### Dataset excerpts on object pointing

──────────

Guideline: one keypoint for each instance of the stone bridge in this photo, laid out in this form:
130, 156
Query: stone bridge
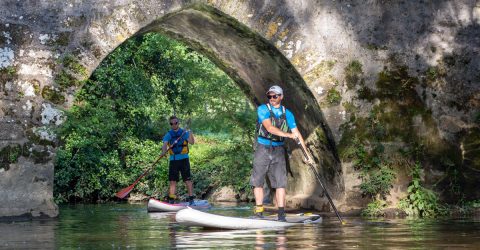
333, 59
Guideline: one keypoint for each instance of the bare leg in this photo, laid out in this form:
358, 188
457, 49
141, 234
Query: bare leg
280, 197
258, 193
189, 185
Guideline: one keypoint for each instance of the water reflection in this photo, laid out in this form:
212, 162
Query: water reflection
28, 234
130, 226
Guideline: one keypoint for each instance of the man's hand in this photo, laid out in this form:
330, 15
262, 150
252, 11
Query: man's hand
309, 160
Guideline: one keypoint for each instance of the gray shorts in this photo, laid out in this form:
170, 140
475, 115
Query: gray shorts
271, 161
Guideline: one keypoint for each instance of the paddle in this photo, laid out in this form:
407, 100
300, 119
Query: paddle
314, 170
124, 192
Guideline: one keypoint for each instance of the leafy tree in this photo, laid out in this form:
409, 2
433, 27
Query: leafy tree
114, 129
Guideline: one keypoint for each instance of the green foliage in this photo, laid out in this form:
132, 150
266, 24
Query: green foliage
115, 129
476, 117
51, 94
333, 97
378, 181
374, 208
375, 171
420, 202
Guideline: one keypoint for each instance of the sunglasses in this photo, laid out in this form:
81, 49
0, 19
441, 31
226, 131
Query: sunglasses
273, 96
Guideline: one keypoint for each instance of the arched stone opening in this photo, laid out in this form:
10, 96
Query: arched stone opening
254, 64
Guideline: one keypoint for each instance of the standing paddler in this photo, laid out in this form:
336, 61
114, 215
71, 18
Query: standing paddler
275, 122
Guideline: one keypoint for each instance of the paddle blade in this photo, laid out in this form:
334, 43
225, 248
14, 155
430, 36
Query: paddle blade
124, 192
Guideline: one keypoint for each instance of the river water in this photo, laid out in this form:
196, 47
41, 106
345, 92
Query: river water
121, 226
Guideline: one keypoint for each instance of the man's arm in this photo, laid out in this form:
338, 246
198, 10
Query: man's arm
267, 123
297, 134
164, 148
191, 139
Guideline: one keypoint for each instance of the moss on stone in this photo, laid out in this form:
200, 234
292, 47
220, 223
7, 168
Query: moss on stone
50, 94
8, 73
9, 155
353, 73
72, 72
471, 149
65, 80
321, 73
71, 63
40, 157
36, 87
399, 115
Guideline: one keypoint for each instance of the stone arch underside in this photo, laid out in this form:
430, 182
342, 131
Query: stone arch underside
435, 43
255, 64
248, 58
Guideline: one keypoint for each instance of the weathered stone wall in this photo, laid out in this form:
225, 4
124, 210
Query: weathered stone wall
350, 58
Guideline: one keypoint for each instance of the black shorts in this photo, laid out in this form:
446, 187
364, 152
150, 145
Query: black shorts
179, 166
269, 161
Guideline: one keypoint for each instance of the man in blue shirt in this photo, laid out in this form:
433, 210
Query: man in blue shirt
275, 122
179, 161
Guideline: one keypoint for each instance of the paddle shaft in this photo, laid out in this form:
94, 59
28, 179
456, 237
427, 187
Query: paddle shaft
317, 175
124, 192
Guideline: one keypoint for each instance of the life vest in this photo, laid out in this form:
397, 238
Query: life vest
280, 123
182, 145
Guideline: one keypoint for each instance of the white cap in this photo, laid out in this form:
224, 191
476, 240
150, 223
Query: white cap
275, 89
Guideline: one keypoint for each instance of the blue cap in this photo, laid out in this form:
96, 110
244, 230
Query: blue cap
275, 89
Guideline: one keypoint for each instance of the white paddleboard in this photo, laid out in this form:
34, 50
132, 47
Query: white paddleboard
160, 206
192, 217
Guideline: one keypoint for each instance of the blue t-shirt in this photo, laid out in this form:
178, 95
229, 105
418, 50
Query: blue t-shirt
168, 137
263, 113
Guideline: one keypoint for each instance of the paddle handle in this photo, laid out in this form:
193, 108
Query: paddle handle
317, 175
125, 191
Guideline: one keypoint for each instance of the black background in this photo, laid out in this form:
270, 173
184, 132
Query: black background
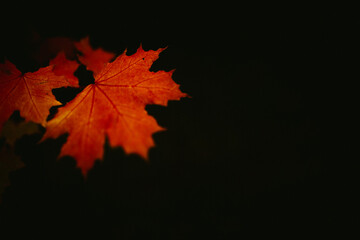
262, 147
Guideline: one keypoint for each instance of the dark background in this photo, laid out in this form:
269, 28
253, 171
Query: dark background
262, 147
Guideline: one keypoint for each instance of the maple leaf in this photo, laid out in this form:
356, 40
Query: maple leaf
94, 60
114, 106
66, 68
30, 93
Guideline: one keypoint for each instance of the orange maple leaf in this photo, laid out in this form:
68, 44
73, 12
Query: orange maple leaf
94, 60
30, 93
114, 106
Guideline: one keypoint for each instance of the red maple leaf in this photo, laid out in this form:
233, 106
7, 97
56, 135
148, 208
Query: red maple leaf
114, 106
30, 93
94, 60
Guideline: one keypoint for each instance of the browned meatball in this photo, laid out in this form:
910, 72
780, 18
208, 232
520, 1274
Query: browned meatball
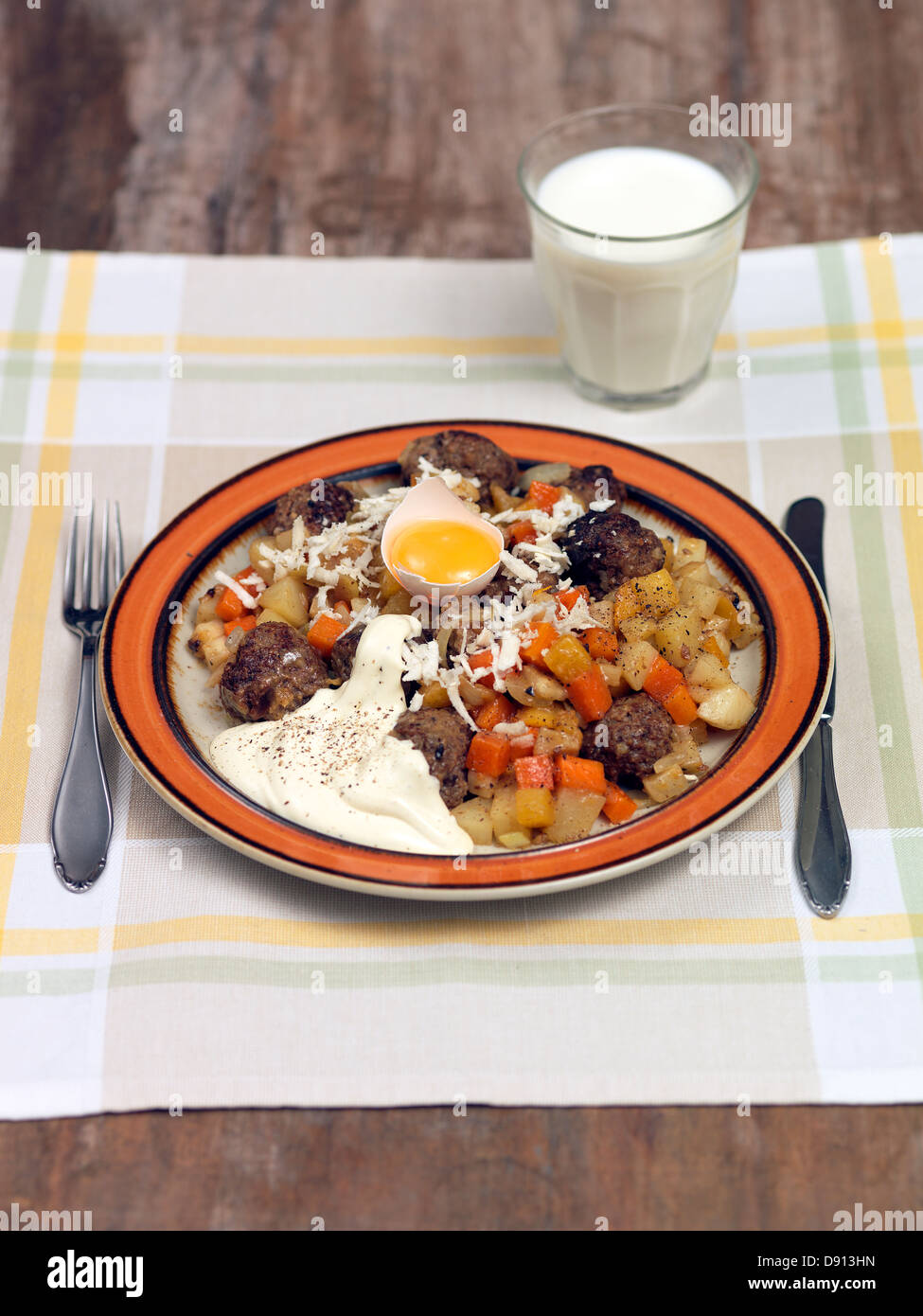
443, 738
594, 485
273, 671
319, 503
607, 547
464, 452
630, 738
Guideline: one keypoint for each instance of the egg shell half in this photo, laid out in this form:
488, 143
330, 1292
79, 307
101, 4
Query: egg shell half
432, 500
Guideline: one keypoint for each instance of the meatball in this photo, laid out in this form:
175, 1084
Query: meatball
461, 451
607, 547
273, 671
594, 485
319, 503
630, 738
443, 738
344, 653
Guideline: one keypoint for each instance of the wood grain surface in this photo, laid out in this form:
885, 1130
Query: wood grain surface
298, 120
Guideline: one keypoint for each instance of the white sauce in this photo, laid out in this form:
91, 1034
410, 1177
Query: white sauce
332, 765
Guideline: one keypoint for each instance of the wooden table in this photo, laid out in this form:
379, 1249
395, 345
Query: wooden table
340, 121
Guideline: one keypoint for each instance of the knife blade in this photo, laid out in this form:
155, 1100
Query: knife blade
822, 852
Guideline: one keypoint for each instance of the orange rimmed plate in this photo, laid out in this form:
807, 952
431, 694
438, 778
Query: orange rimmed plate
164, 716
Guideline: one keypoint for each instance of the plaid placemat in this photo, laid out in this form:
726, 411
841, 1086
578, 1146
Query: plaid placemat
192, 977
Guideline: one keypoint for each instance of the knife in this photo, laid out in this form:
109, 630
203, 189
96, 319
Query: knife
822, 852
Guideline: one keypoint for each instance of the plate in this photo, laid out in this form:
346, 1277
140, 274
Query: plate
164, 718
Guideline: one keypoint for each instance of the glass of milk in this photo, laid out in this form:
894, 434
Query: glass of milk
636, 230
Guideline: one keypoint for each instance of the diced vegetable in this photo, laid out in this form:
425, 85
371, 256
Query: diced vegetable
666, 786
602, 644
568, 658
541, 495
575, 815
535, 770
324, 631
499, 709
488, 753
677, 634
590, 695
290, 597
245, 623
533, 651
535, 806
568, 599
728, 708
579, 774
636, 660
618, 806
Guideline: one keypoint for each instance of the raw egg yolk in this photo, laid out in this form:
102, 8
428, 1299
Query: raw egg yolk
444, 552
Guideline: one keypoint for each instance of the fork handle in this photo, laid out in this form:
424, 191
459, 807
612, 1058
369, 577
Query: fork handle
81, 819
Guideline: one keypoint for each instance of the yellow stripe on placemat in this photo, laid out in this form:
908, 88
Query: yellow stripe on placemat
32, 600
552, 932
899, 405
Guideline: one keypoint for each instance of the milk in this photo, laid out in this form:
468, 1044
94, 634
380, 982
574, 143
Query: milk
637, 307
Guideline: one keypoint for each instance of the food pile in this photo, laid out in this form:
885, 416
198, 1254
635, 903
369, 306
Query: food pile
575, 690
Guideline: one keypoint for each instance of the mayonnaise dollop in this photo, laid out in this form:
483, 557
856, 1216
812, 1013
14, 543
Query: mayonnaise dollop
330, 765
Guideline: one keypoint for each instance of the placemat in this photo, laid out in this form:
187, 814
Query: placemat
191, 977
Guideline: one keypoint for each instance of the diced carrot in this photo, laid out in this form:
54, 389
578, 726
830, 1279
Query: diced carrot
579, 774
568, 597
324, 631
681, 705
602, 644
533, 651
488, 753
535, 770
663, 679
499, 709
521, 746
245, 623
590, 695
542, 496
618, 807
523, 532
482, 660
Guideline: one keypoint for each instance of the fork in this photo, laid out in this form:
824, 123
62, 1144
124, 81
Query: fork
81, 817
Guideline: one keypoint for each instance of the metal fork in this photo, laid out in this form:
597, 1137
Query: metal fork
81, 817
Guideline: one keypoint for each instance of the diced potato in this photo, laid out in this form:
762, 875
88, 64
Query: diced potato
701, 596
666, 786
531, 685
398, 603
689, 550
516, 840
269, 614
389, 586
435, 695
535, 806
707, 670
504, 809
568, 658
603, 614
639, 627
473, 816
575, 815
290, 599
636, 662
613, 677
653, 595
677, 634
728, 708
481, 785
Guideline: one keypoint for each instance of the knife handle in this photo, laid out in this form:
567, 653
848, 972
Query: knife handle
825, 856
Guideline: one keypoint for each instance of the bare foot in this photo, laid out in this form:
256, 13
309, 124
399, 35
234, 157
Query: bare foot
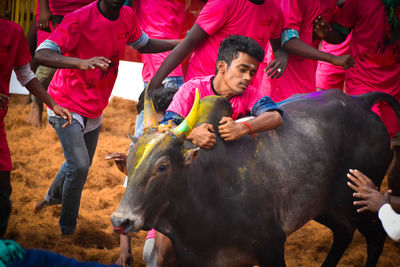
39, 206
35, 115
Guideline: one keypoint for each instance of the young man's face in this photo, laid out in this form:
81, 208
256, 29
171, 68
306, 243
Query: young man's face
238, 75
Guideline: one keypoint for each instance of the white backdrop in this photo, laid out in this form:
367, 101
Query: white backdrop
129, 83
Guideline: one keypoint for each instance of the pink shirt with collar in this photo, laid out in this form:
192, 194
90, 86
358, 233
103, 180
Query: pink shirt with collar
184, 98
86, 33
299, 76
160, 19
221, 18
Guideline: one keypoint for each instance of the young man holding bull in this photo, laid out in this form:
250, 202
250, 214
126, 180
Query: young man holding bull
237, 63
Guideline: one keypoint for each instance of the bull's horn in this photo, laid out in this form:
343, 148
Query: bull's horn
150, 117
186, 126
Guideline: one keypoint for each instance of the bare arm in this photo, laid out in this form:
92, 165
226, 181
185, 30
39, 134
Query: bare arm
322, 30
45, 15
51, 58
194, 37
36, 88
158, 46
277, 67
231, 130
395, 203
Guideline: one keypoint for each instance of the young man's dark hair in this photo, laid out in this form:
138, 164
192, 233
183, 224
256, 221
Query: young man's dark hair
231, 46
5, 210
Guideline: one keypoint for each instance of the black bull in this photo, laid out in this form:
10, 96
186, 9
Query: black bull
235, 204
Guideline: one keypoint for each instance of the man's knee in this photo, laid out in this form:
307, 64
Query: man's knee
5, 183
150, 253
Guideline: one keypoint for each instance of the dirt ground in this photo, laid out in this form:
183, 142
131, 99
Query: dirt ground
37, 156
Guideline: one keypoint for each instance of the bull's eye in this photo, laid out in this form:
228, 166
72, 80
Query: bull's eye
162, 168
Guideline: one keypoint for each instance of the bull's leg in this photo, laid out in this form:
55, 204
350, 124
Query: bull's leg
342, 236
272, 252
375, 236
394, 172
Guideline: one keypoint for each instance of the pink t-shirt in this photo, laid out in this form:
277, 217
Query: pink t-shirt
61, 8
86, 33
377, 61
184, 98
160, 19
221, 18
329, 76
14, 53
299, 76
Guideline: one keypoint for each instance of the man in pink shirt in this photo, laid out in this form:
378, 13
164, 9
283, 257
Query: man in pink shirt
375, 47
237, 63
49, 13
15, 54
83, 83
160, 19
299, 41
258, 19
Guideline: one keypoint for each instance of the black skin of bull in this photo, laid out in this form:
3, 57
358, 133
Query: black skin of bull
235, 204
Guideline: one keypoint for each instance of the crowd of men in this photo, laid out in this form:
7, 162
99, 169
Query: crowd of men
253, 52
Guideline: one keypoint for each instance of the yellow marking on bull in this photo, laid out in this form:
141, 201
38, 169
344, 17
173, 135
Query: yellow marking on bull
145, 149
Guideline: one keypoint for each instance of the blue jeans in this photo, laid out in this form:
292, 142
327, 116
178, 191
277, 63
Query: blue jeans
175, 81
67, 186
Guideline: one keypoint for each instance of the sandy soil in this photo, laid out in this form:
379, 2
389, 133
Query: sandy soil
37, 156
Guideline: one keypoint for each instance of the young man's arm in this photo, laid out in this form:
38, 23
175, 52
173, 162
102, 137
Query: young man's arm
51, 58
335, 35
277, 67
299, 48
26, 77
180, 52
230, 130
158, 46
45, 15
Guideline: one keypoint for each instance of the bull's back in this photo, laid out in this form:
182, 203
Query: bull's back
299, 170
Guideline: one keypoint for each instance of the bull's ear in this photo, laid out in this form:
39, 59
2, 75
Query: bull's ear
134, 139
190, 155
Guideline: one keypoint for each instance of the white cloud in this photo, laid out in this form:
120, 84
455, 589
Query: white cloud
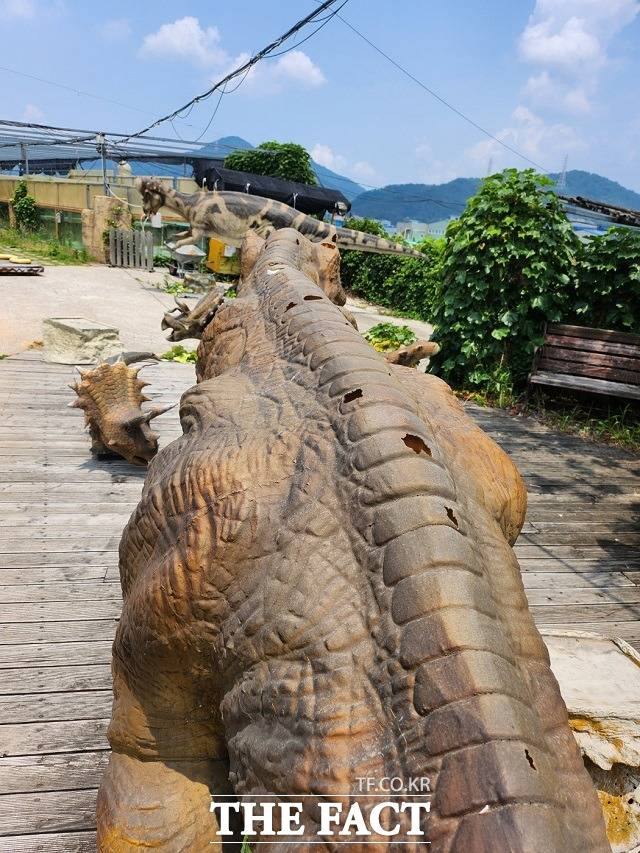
117, 29
363, 171
431, 169
185, 39
326, 156
17, 9
32, 113
574, 34
545, 90
544, 143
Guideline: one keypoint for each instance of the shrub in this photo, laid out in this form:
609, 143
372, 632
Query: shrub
279, 159
386, 337
509, 266
609, 286
407, 285
24, 207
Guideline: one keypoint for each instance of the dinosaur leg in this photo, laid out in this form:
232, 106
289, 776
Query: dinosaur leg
168, 755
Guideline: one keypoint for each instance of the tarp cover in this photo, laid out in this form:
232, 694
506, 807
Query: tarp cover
303, 197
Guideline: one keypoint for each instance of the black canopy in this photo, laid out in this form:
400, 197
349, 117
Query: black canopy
303, 197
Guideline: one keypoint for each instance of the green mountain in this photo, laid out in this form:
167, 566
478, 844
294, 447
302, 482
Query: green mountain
432, 202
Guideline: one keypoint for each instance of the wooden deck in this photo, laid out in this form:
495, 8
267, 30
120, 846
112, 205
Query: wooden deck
62, 515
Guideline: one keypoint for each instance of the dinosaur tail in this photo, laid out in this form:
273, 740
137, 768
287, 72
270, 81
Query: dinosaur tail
361, 242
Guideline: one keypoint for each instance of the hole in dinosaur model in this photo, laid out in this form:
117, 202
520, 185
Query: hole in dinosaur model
415, 443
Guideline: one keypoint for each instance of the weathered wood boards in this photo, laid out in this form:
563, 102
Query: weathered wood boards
61, 517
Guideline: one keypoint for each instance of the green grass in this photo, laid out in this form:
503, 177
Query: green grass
616, 423
387, 336
180, 354
42, 249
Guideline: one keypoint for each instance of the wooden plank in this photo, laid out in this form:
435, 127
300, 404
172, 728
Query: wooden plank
89, 591
54, 654
77, 630
49, 811
597, 386
55, 707
551, 364
61, 736
60, 611
600, 359
50, 842
55, 772
594, 334
55, 679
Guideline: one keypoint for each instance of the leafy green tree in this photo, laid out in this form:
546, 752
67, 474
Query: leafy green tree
278, 159
509, 266
24, 207
409, 285
609, 288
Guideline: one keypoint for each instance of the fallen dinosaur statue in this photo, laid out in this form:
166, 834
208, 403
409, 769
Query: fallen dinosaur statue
228, 216
412, 354
185, 322
111, 396
319, 587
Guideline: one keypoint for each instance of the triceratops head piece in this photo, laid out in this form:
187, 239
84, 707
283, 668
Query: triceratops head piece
111, 396
153, 194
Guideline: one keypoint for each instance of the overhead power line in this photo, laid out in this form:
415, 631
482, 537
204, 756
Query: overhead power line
246, 67
438, 97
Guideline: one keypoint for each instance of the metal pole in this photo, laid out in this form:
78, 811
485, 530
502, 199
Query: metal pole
100, 144
25, 156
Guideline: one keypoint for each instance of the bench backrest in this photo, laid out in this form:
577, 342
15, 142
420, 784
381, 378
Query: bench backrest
596, 353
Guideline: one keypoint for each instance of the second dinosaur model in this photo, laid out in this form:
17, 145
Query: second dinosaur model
228, 216
319, 588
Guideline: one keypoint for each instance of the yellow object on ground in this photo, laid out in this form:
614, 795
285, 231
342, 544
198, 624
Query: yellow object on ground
222, 258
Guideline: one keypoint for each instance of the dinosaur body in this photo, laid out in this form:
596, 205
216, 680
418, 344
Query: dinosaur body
228, 216
319, 586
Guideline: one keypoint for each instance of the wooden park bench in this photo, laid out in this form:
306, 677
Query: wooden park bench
583, 359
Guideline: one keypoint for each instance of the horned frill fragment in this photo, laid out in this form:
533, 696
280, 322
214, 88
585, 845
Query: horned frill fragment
412, 354
111, 397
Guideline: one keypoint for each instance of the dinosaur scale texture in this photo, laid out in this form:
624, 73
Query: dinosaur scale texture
111, 396
228, 216
318, 586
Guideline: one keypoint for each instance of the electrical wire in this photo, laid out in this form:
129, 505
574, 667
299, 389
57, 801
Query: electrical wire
266, 51
438, 97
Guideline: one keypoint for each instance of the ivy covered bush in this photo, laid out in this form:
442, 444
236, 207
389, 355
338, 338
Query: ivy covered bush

──────────

### SET PROBLEM
Beginning at the line that holds "Guideline: one keypoint for each instance of the fallen", reproduce each line of the records above down to and including the last one.

### SOLVED EXERCISE
Guideline: one keypoint for each instance of the fallen dinosaur statue in this photo, laid out in this form:
166, 834
208, 403
409, 769
Query: fallen dinosaur statue
228, 216
412, 354
185, 322
111, 396
319, 587
Guideline: one keypoint for each instance of the triceratops head piece in this photo, laid out in this form:
187, 239
84, 707
283, 668
Query: triceratops head piece
111, 396
153, 194
Guideline: one keypoint for each instance of the overhead power line in this photo, laid out in this form:
415, 631
482, 537
204, 756
Query: overhead power line
246, 67
438, 97
Guideline: one keypoint for each instance of the metal pole in this photo, laid out in this form:
78, 811
485, 530
502, 199
Query: metal pole
100, 144
25, 156
Guideline: one keypoint for each instance of the bench backrest in this photo, laid out in this form:
577, 342
15, 142
420, 784
381, 378
Query: bench backrest
596, 353
Guideline: one keypoint for each instance of the second dinosaur model in this photo, laid out in this form:
17, 145
Query: second dinosaur model
228, 216
319, 588
Guideline: one keypoint for each instance of the yellow object on ground in this photo, laid out in this form:
614, 795
285, 231
342, 544
198, 624
Query: yellow object on ground
222, 258
Guideline: one keypoint for each instance of the dinosaur body in this photo, laid out in this form:
596, 205
216, 680
418, 344
Query: dinosaur body
228, 216
319, 586
Guideline: one keypoint for each instance of the wooden park bench in this photo, laid out in this form:
306, 677
Query: wooden park bench
583, 359
Guideline: one keypoint for each instance of the horned frill fragment in this photo, laid out in this form:
533, 696
280, 322
214, 88
585, 845
Query: horned frill fragment
412, 354
111, 397
Guideline: one keypoint for each instance of the dinosaur scale texture in this photo, laid out in this form:
624, 73
Query: dinosaur scale texture
111, 396
228, 216
318, 586
Guideline: one keypoint for each instance of the electrical wire in this photo, laid out in this form:
129, 505
574, 667
299, 389
57, 801
Query: electrical wire
266, 51
438, 97
Guideline: one keypoint for each instance of the ivy covered bush in this photo, laid out in this form:
442, 444
236, 207
389, 355
338, 338
Query: ivy covered bush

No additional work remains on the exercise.